■ WHAT IS ASKED ■
Carry the review of the post-apocalyptic film about Neutral City and Ragna forward, starting right after its final sentence.

— start of SUPPLIED TEXT —

There are small pieces of what's wrong with the movie scattered throughout the early portions, but it takes awhile for it all the set in. The first few glimpses into a post-apocalyptic society are always fun for me, seeing how they molded a ruined world to survive, what society is like, and so on. In this world, there is Neutral City, a hovel of collapsed buildings and wind turbines at the edge of the sentient forest. Its dwellers keep the peace with the forest and the forest grants them water in exchange. If the members violate the agreement, the Zruids of the forest take away their water (And because it's the future, they can't just call them druids). We never get clarification of what exactly the Zruids are. Sentient plants molded to look like people?  People who allowed themselves to be altered by the forest? More on human/plant hybrids later.

Neutral City wouldn't be very neutral if there wasn't a force that was less so. The village keeps the forest divided from the industrial state of Ragna, which is an orgy of everything hated in these environmental message movies. Billowing towers of coal smoke, an aesthetic design of pipe mazes and steel, and a militaristic society bent on taking back control of the world by force. A curious detail is every scene that takes place in Ragna's giant halls features hundreds of troops on standby and until very late in the movie, they never do anything. Is it literally their job to clock in and stand in the middle of the room for eight hours in case they're needed for something?

— end of SUPPLIED TEXT —
— start of SUPPLIED MATERIAL —

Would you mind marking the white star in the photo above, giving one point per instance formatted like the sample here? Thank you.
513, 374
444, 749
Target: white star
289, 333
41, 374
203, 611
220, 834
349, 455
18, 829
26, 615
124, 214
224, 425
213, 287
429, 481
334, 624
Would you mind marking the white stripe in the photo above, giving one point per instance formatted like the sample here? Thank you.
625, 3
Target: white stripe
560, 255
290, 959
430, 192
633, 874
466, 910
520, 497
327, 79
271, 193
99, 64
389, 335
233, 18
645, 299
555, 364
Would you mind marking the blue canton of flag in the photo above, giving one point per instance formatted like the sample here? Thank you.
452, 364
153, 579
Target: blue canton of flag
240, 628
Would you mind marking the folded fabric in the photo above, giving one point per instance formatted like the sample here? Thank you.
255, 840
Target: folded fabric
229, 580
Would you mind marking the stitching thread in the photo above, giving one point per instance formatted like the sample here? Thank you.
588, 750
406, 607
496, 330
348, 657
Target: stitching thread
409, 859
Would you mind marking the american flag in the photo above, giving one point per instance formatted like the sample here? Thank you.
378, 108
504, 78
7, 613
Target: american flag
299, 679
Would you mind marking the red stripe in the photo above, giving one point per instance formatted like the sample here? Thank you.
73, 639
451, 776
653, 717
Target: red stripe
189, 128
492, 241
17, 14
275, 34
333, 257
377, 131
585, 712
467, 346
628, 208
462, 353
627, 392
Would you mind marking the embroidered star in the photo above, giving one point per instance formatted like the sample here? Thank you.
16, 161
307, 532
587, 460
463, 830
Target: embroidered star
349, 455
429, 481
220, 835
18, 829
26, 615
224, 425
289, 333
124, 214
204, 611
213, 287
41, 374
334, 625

— end of SUPPLIED MATERIAL —

■ RESULT FOR THIS TASK ■
Anyhoo, the main story starts with Agito of Neutral City being the average rapscallion of most anime adventures as he and his best friend Cain race to sneak water from the well without anyone noticing set to a jaunty orchestral score. The effort fails as they're noticed by the Zruids, but during his effort to escape, Agito stumbles into a cryogenic sleeping chamber where he awakens Toola, a girl who lived well before the disaster. The forest believes her revival will mean for disaster for the world, but Ragna-and especially their leader Shunack-believe she is the key to getting back the lost world of the past. Agito only wishes to do whatever he can to protect Toola. As for what Toola wants? She wants whatever the plots decides she wants. This sets in motion the usual action and adventure in which the fate of the world is in jeopardy. To approximate what they're going for here, imagine if you smooshed Laputa: Castle in the Sky and Princess Mononoke together, and then took out all the character and had some of the color leak out.

I've heard whispers about how infamously bad this movie was, but the sad thing is its biggest fault is the most common of all bad things: It's crushingly derivative. Aside from Gonzo's usual problem of its 3D CGI sticking out horribly against its 2D surroundings, there's nothing technically wrong with the animation, but there's absolutely no artistry to it. The only original dressing this movie has to add to a post-apocalyptic landscape is red vines that exist under the forest that resembles brain matter. A nice touch, but it hardly makes it up for the rest of the plainness. The character designs utilize the bright, solid colors of studio Ghibli, but are otherwise unmemorable. When a movie has a skyline of a shattered moon as well as eventually features a floating volcano fortress armed to the teeth, and it's still the definition of bland, not enough effort was made.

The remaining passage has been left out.